(Bounding-box records)
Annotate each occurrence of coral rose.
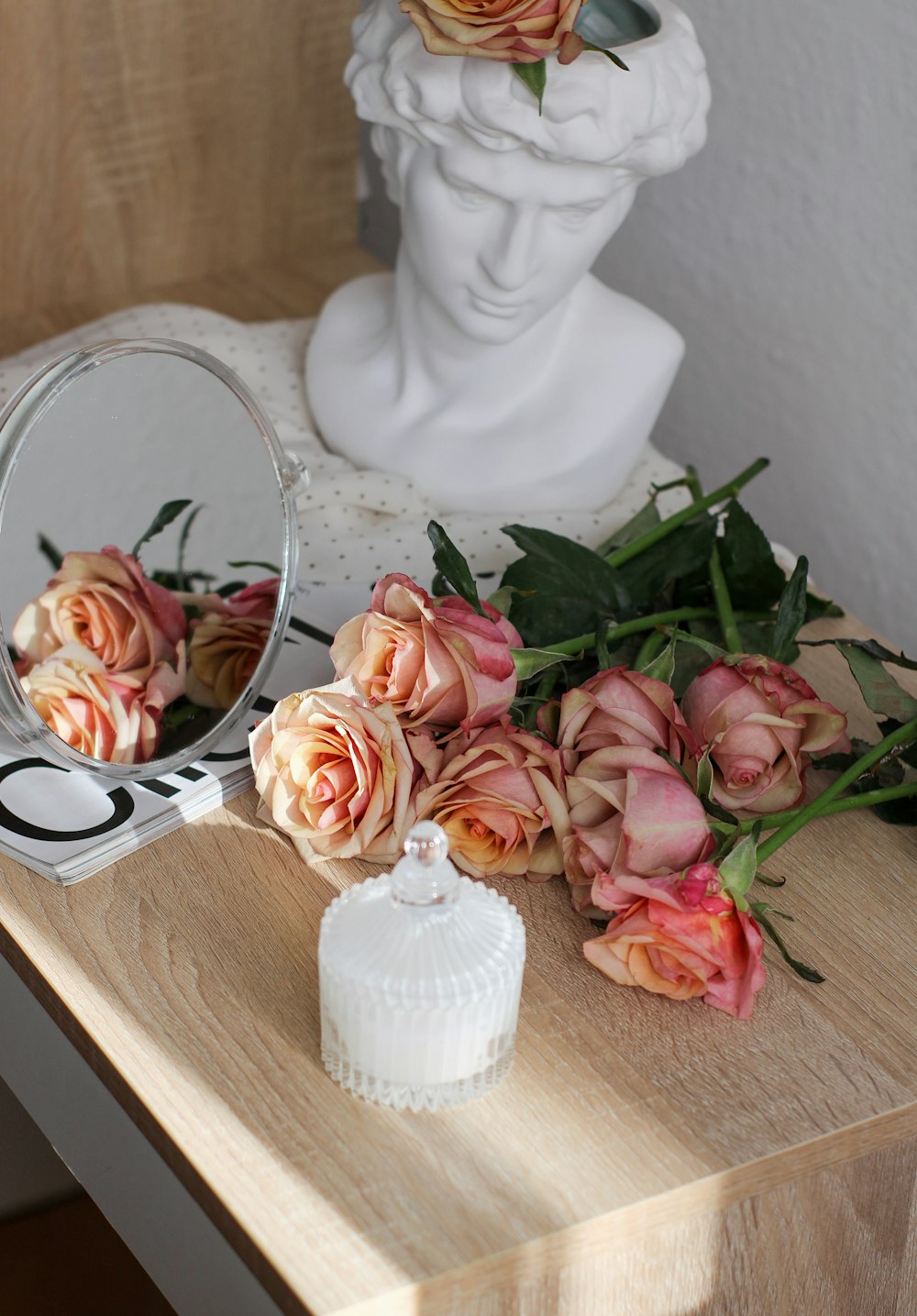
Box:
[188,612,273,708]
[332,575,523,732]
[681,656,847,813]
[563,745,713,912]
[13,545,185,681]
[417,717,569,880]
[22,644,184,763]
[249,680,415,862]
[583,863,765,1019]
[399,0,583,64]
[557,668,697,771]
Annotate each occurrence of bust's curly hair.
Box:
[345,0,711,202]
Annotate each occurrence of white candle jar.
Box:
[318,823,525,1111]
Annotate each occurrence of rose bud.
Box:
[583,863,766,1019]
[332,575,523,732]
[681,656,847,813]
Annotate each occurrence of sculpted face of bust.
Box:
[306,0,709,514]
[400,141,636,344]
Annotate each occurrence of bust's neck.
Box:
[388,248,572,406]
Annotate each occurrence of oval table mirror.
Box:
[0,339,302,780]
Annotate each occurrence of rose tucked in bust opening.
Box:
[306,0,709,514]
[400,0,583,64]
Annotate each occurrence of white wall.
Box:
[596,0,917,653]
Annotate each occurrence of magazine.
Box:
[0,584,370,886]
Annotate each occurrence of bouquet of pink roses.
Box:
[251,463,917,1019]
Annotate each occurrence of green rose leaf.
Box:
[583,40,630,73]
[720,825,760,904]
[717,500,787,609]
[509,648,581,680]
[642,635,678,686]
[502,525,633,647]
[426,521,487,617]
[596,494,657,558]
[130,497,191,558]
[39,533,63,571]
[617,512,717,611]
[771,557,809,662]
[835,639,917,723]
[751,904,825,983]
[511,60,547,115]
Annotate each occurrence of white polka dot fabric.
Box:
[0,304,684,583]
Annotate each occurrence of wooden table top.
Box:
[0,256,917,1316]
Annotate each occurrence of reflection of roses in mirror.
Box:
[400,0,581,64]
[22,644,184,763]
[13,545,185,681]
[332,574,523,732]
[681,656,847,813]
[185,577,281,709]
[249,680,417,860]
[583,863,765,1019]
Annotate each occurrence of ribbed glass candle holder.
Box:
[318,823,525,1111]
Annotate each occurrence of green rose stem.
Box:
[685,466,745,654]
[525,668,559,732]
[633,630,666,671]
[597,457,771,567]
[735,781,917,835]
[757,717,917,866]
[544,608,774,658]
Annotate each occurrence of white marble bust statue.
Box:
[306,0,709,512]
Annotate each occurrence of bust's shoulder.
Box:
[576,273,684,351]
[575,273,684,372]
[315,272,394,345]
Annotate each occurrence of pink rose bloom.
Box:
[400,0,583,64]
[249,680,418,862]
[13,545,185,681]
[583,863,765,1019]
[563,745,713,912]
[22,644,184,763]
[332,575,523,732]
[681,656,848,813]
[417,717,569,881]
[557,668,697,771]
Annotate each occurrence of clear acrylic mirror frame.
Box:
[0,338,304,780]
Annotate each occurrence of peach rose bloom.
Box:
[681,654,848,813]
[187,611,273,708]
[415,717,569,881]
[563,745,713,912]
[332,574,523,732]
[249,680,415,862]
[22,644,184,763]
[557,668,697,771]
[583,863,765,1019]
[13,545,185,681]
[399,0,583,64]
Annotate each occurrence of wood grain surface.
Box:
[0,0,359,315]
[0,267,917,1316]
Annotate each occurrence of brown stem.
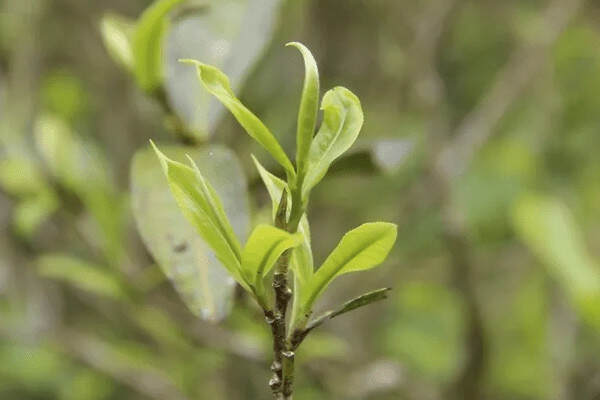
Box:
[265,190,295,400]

---

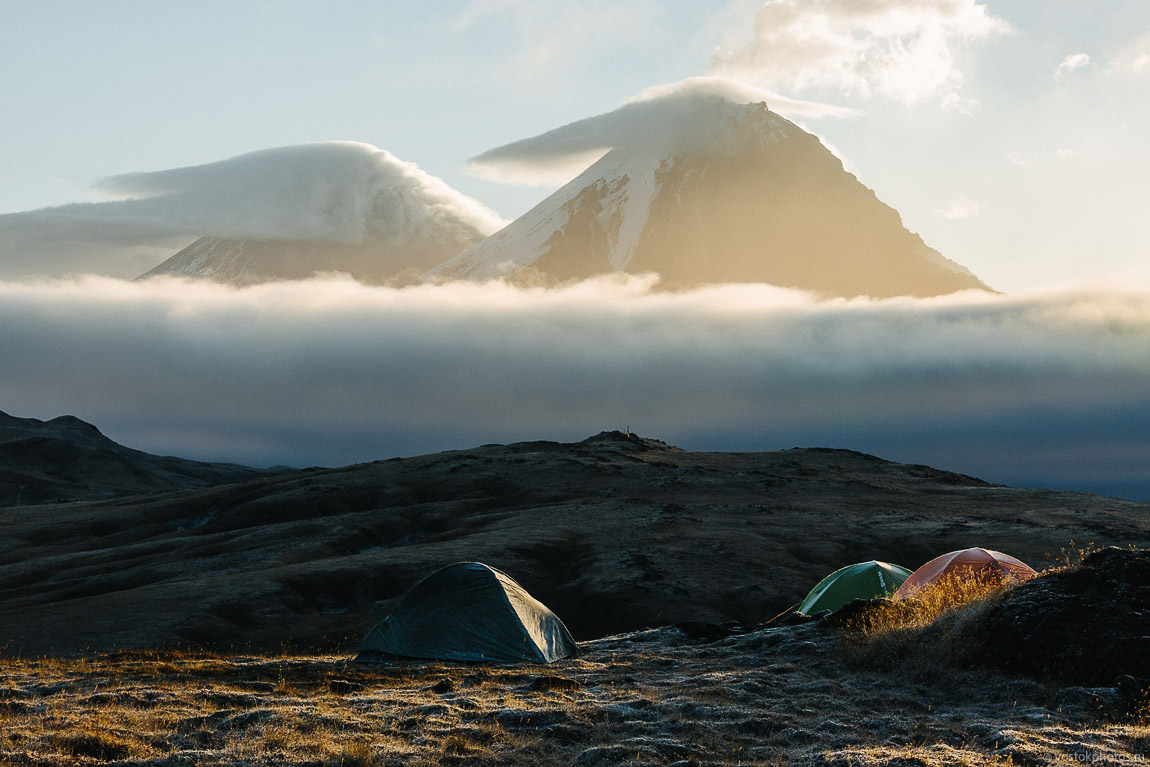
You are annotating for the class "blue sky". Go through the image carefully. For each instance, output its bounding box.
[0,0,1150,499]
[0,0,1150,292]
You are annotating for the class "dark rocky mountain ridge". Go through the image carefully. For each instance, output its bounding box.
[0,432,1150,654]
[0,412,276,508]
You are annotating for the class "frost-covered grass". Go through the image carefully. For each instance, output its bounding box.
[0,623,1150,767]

What to do: Collect every line of the listing above that contains the string "pink". Treat the match as case-sensitive.

Exercise output:
Annotate each occurrence of bouquet of pink roses.
Annotate each occurrence of pink rose bloom.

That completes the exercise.